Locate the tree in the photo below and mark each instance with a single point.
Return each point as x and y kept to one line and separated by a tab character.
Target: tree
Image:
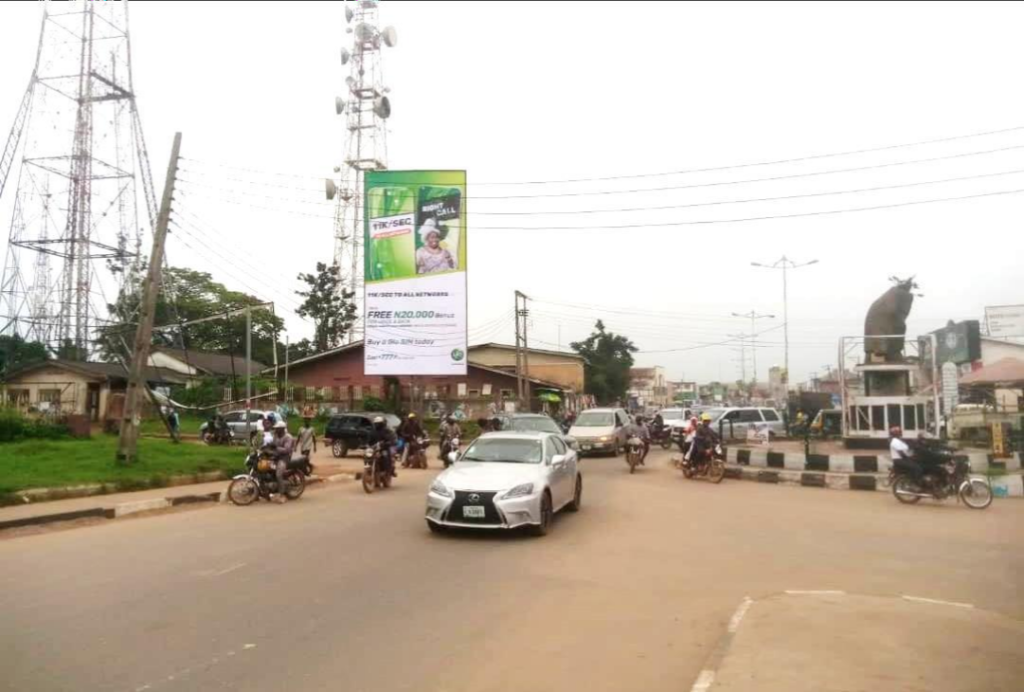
608	358
328	304
16	352
186	295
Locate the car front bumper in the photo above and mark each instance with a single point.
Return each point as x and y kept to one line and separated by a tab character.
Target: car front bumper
507	513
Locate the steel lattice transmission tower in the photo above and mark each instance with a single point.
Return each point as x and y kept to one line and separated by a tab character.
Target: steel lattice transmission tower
76	229
367	109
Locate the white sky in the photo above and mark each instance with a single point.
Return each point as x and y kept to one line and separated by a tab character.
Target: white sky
556	90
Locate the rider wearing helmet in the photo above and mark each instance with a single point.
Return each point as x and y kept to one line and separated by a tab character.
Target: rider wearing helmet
382	434
705	438
450	430
282	448
639	428
412	432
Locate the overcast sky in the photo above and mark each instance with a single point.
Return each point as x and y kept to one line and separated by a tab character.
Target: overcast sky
553	91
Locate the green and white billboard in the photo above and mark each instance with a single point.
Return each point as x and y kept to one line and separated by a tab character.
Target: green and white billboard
415	272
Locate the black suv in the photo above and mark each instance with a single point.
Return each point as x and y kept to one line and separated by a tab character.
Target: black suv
350	431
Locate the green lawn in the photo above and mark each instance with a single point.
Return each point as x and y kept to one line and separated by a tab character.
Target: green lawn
35	464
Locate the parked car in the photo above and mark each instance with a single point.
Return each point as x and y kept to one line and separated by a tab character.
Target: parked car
350	431
236	421
507	480
535	423
601	430
735	422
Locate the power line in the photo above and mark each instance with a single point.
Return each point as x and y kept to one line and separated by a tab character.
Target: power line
631	176
827	212
791	176
619	210
254	292
699	222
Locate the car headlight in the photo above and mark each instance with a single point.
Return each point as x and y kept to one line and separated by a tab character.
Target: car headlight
519	491
440	488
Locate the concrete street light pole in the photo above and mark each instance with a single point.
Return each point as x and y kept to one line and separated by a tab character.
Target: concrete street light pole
785	264
754	316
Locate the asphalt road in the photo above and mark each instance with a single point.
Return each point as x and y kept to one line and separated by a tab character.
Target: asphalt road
341	591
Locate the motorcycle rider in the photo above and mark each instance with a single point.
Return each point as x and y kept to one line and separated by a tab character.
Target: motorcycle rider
638	429
705	438
412	432
449	431
658	423
916	464
689	432
281	450
382	434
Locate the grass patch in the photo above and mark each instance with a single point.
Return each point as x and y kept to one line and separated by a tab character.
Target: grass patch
188	425
36	464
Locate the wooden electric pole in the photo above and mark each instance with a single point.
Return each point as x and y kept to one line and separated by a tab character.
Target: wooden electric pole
128	442
521	352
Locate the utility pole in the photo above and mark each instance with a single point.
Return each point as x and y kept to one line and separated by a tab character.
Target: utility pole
521	351
785	264
742	353
128	442
754	316
249	371
288	400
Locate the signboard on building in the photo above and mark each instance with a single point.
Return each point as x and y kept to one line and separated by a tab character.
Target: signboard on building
950	388
415	272
956	343
1005	320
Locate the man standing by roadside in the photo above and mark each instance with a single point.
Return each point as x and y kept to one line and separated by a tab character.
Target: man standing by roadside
175	424
307	438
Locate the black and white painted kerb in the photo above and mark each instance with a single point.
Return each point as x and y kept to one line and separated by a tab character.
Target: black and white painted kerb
855	472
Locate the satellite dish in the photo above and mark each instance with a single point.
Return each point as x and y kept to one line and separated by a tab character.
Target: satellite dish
365	32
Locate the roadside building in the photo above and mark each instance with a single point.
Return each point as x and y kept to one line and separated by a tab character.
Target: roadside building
648	388
75	388
335	381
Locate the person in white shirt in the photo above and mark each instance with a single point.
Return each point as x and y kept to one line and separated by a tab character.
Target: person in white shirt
897	447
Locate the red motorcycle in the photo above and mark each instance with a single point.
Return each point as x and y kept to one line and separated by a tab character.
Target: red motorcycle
709	463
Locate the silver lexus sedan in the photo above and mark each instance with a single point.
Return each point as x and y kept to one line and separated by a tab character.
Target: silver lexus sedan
507	480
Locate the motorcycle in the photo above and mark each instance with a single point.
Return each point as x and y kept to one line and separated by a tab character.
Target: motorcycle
942	475
417	457
709	464
450	449
260	479
375	473
662	436
218	435
634	452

* _Objective_: Rewrite all of the records above, changing every "Locate" to "Find" and leaving everything else unchanged. Leave the pictures out of your answer.

* _Exercise response_:
Find the tree in the photo below and mark each instance with a single point.
Return each point as x and y kept to one line and separated by a tab character.
Target: tree
Image:
608	358
328	304
16	352
186	295
Find the car front bumper in the photo above and mark each instance with a single point.
Return each point as x and y kept to one line and separated by a tab character.
Target: car front bumper
507	513
Find the steel lattice transmission tower in the photo above and mark each instance with a single point.
Return each point as x and y kept to one line and separated by a tab character.
Target: steel lattice transmission tower
76	229
367	109
Find the white sky in the photo above and mark each instance with a single point.
Return each point as x and y kept to one line and separated by a tab character.
Target: white sky
556	90
Find the rider wearing helmet in the photo above and mark each instance with a single point.
Return each point as x and y kept to one line and separated by a tab character.
Target: rider wearing helmet
382	434
705	438
450	430
282	448
639	428
412	432
Find the overcast sky in the photo above and mark each instance with a single point.
Return each point as x and y kept to one line and separated by a tab character.
Target: overcast sky
553	91
Find the green and white billboard in the photo above and mark each instance with a single point.
Return each point as x and y kept to one line and separated by a tab character.
Target: green and white billboard
415	272
Find the black suv in the photo above and mark each instance with a single point.
Return each point as x and y kept to one line and separated by a tab character.
Target: black suv
350	431
Find the green lawn in the photo above and mark each instance with a single point.
Return each point as x and y kept to one line and separated by a tab character.
Target: green lawn
35	464
Find the parked car in the photo above and mark each instance with a single point.
Return each point as x and y kept to one line and separated by a tab character.
Target: parked car
350	431
236	421
507	480
535	423
601	430
735	422
Find the power line in the photo above and mark each instance with a single point.
Return each point as x and y kept to one line and separated by a tab character.
Target: power line
631	176
827	212
791	176
619	210
254	292
699	222
Find the car headlight in the photo above and mark each instance with a single point.
Return each point as x and y kept to one line and separated by a tab character.
Target: car headlight
519	491
440	488
Find the concrete street light pole in the photo above and mark each instance with a single point.
Return each point as x and y kept to one line and separated by a tab character.
Target: concrete street light pole
785	264
754	316
Find the asphalt road in the photo above and mark each instance with a single point.
Return each point as x and y kept to one line and separated by a tab character.
Target: asphalt road
341	591
Find the motorcycle rider in the photo above and mark each instance with a single point.
Return each point as x and y kept to one line and separated by a tab character.
Target: motorcycle rider
638	429
705	438
412	432
449	431
658	423
916	464
689	432
281	450
382	434
Find the grass patch in the photo above and mark each instance with a single point.
Return each point as x and y kept to one line and separated by a tab character.
Target: grass patch
188	425
36	464
Find the wooden electric pole in the photo above and mark each instance with a single point.
Return each point as x and y kept to one line and separated by a tab character.
Target: wooden electric pole
128	442
521	352
Find the utility pole in the photo above and mark each instance with a single point.
Return each point as x and y kept to one line and separated by a tab character.
Target: utility pole
521	351
785	264
742	353
128	442
754	316
249	371
288	400
Find the signboard on building in the photo above and mark each instance with a single point.
Return each point as x and y kept to one line and separated by a tab character.
Target: signboard on building
950	388
415	272
956	343
1005	320
Find the man standing by roadside in the photo above and mark each instance with a single point.
Return each point as x and y kept to one line and separated by a tab character.
Target: man standing by roadside
175	424
307	438
Find the black and white painted kerb in the photo above and mark each instance with a single point.
Return each point as x and y kept to one line and separated by a tab character.
Target: black and white painted kerb
855	472
Find the satellite dish in the photo above and mark each instance with a single point.
Return each point as x and y kept to one line and separated by a tab character.
Target: satellite dish
365	32
Find the roadside building in the photo above and mark each instance with a single point.
Return each point as x and y kept to one line and separated by a tab character.
Target: roadside building
648	388
75	388
335	381
Find the person in white shirt in the photo above and mark each instance with a single point.
Return each point as x and y kept to one line and separated by a tab character.
Target: person in white shirt
897	447
Find the red motorcycle in the photo above and mark each instance with a single point.
Return each point as x and y kept to one line and separated by a tab character.
Target: red motorcycle
709	463
Find the silver lexus sedan in the photo above and mark each instance with a single point.
Return each point as x and y kept to one line and separated by a tab character.
Target: silver lexus sedan
507	480
Find the motorcycle in the photo above and mark each instance with a single point.
Return each point as x and y kept to one line and separated by a tab character.
Target: motorcycle
942	475
417	457
709	464
450	449
260	479
375	473
662	436
218	435
634	452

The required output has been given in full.